--- Given exercise ---
Rewrite the records from the line containing "Where is the rear" through the end of the records as a two-column CSV with the headers input and output. Give one row per text and its answer, putting each field in double quotes and replacing any line breaks with spaces.

══════════

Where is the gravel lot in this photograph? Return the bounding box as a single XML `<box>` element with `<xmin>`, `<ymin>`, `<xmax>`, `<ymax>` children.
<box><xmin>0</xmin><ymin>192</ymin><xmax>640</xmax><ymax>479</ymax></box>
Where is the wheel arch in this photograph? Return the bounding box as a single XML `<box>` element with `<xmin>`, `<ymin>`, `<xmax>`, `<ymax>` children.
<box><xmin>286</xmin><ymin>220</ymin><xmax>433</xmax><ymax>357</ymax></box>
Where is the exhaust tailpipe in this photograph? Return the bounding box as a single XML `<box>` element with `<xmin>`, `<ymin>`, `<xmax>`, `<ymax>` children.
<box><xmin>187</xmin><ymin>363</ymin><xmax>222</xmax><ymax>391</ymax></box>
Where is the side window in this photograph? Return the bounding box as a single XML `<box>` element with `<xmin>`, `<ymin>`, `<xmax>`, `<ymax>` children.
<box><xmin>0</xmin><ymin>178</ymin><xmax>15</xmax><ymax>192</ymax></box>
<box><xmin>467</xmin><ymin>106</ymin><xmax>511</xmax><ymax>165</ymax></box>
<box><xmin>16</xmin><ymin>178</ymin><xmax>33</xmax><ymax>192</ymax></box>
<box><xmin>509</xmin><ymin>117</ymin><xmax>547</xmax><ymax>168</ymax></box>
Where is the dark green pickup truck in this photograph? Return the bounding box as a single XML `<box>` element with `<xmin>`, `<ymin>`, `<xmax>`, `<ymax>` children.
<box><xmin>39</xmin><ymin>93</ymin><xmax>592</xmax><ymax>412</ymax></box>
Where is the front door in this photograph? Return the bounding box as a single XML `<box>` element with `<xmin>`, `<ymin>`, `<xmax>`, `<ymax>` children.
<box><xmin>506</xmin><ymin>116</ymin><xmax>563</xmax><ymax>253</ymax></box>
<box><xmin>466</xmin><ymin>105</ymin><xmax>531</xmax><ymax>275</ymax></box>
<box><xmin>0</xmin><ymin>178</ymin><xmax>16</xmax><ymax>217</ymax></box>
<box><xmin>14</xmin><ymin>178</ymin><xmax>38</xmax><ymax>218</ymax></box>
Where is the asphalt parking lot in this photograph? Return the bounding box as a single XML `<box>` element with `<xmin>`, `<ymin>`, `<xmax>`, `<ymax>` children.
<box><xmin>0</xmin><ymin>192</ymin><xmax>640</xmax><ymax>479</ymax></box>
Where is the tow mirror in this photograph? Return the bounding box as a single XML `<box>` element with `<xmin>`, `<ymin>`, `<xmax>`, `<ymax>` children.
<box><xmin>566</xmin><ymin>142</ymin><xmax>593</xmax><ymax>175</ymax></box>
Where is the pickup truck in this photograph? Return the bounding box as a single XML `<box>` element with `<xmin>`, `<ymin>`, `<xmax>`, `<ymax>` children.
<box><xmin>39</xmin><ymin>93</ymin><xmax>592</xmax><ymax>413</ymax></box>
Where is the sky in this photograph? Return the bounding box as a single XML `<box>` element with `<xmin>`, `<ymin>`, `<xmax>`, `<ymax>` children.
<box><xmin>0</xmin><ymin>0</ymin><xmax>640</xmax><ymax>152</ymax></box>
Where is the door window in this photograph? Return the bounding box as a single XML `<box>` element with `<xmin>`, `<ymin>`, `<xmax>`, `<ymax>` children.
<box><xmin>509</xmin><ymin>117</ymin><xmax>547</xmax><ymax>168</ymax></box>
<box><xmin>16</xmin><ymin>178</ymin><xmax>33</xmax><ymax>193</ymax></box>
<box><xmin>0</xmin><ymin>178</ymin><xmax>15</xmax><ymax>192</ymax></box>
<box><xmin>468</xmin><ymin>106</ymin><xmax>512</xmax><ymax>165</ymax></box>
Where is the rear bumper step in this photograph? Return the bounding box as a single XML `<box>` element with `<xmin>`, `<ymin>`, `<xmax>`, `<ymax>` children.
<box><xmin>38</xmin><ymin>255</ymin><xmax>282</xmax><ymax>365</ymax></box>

══════════

--- The completed task ---
input,output
"Where is the rear bumper step in this photograph? Return the bounding box as a single XML `<box>` element with `<xmin>`, `<ymin>`, `<xmax>`, `<ymax>` children.","<box><xmin>38</xmin><ymin>255</ymin><xmax>282</xmax><ymax>365</ymax></box>"